** REQUIRED WORK **
[1] Determine whether each statement below agrees with the Proposition XL extract: (a) the proof draws a line through point A parallel to B F; (b) Corollary 3 states that equal parallelograms and triangles on equal bases have equal areas; (c) the argument reaches the absurdity that a part equals the whole. For each, answer yes or no and quote the deciding words.
[2] Repeat, character for character, everything in the Proposition XL extract from "(173) Equal triangles" down to "the following corollaries.".

** PAGE EXTRACT **
## Euclid, Elements of Geometry, Book I, Proposition 40 (Edited by Dionysius Lardner, 1855)

Proposition XL. Theorem.
[Euclid, ed. Lardner, 1855, on Google Books]

 (173) Equal triangles (B A C and E D F) on equal bases and on the same side, are between the same parallels.

For if the right line A D which joins the vertices of the two triangles be not parallel to B F, draw through the point A the right line A G parallel to B F, cutting a side D E of the triangle E D F, or the side produced in a point G different from the vertex, and join F G.

Because the right line A G is parallel to B F, and B C and E F are equal, the triangle G E F is equal to B A C (XXXVIII); but E D F is also equal to B A C (hyp.), therefore E G F and E D F are equal; a part equal to the whole, which is absurd. Therefore A G is not parallel to B F, and in the same manner it can be demonstrated, that no other line except A D is parallel to B F, therefore A D is parallel to B F.

From this and the preceding propositions may be deduced the following corollaries.

(174)   Cor. 1.—Perpendiculars being drawn through the extremities of the base of a given parallelogram or triangle, and produced to meet the opposite side of the parallelogram or a parallel to the base of the triangle through its vertex, will include a right angled parallelogram which shall be equal to the given prallelogram; and if the diagonal of this right angled parallelogram be drawn, it will cut off a right angled triangle having the same base with the given triangle and equal to it. Hence any parallelogram or triangle is equal to a right angled parallelogram or triangle having an equal base and altitude.

(175)   Cor. 2.—Parallelograms and triangles whose bases and altitudes are respectively equal are equal in area.

(176)   Cor. 3.—Equal parallelograms and triangles on equal bases have equal altitudes.

** DATA PROVIDED **
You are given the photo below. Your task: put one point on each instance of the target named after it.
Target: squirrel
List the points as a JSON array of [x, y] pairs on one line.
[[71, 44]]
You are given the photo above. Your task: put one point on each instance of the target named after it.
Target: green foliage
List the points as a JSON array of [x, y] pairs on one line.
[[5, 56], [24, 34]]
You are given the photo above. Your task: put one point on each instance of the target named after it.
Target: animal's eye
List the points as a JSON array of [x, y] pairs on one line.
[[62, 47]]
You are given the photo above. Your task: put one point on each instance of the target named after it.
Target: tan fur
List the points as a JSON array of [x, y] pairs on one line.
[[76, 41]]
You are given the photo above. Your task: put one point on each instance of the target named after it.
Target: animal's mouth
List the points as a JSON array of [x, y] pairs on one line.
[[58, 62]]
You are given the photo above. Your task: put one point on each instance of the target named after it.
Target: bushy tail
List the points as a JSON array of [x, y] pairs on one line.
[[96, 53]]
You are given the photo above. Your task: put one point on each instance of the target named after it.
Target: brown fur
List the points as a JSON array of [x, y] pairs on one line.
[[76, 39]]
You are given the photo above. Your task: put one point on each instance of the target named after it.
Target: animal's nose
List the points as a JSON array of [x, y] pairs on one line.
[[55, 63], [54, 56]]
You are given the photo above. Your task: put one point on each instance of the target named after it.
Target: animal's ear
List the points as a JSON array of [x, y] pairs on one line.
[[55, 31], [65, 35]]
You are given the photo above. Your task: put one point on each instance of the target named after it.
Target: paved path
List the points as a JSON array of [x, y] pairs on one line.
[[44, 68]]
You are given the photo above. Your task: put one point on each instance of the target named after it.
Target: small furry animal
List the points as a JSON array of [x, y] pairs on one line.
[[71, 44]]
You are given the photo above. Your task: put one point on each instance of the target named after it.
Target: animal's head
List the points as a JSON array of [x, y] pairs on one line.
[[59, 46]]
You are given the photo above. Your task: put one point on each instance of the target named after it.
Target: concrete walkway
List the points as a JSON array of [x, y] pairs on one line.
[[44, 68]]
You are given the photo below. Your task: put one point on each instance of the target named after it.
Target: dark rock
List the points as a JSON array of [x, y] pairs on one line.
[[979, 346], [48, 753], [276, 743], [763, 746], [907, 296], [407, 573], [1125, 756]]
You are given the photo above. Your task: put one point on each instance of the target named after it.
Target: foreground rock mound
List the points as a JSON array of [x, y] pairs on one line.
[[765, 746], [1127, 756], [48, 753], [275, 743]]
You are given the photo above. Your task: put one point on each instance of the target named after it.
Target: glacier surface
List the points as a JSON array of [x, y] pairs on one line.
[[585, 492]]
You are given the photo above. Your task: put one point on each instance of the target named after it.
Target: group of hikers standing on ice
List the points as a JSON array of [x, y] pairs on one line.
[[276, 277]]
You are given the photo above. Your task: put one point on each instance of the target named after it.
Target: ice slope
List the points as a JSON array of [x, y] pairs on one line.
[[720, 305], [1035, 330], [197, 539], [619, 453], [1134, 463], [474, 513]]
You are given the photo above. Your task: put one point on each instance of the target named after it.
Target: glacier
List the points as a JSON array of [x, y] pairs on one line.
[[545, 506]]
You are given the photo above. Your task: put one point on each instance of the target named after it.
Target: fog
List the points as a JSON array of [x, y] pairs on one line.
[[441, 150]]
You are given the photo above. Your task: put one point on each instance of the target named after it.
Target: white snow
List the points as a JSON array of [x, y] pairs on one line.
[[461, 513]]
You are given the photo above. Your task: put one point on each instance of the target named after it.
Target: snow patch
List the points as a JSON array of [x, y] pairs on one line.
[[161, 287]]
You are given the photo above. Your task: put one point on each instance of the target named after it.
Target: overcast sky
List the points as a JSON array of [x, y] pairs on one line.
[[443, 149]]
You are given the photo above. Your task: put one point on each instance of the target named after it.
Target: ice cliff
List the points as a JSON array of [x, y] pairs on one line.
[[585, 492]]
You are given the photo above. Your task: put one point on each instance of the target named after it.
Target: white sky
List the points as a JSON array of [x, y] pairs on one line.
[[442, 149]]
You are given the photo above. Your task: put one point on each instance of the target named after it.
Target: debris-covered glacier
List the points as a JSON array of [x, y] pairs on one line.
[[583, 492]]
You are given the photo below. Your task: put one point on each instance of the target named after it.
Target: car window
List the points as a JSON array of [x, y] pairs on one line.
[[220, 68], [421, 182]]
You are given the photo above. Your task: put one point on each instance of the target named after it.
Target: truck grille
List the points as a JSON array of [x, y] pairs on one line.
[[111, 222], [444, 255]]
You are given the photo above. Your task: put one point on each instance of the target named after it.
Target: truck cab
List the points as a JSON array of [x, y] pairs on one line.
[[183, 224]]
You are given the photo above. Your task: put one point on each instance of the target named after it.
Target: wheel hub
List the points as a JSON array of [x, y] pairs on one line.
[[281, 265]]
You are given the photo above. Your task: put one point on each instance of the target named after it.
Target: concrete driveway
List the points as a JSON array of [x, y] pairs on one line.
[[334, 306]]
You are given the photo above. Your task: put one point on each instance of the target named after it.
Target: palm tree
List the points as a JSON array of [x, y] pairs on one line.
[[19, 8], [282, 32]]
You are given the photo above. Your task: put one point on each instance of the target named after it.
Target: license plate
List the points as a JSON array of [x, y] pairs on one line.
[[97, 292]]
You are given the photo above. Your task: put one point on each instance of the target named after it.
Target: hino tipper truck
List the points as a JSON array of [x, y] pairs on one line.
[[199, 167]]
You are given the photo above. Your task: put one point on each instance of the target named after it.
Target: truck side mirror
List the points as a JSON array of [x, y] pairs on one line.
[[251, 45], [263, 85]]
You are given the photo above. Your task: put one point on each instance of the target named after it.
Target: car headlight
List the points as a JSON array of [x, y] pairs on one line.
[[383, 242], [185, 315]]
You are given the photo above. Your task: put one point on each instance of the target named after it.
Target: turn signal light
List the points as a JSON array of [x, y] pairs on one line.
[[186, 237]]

** ANSWER LIST **
[1]
(a) Yes: "draw through the point A the right line A G parallel to B F"
(b) No: "Equal parallelograms and triangles on equal bases have equal altitudes."
(c) Yes: "a part equal to the whole, which is absurd"

[2]
(173) Equal triangles (B A C and E D F) on equal bases and on the same side, are between the same parallels.

For if the right line A D which joins the vertices of the two triangles be not parallel to B F, draw through the point A the right line A G parallel to B F, cutting a side D E of the triangle E D F, or the side produced in a point G different from the vertex, and join F G.

Because the right line A G is parallel to B F, and B C and E F are equal, the triangle G E F is equal to B A C (XXXVIII); but E D F is also equal to B A C (hyp.), therefore E G F and E D F are equal; a part equal to the whole, which is absurd. Therefore A G is not parallel to B F, and in the same manner it can be demonstrated, that no other line except A D is parallel to B F, therefore A D is parallel to B F.

From this and the preceding propositions may be deduced the following corollaries.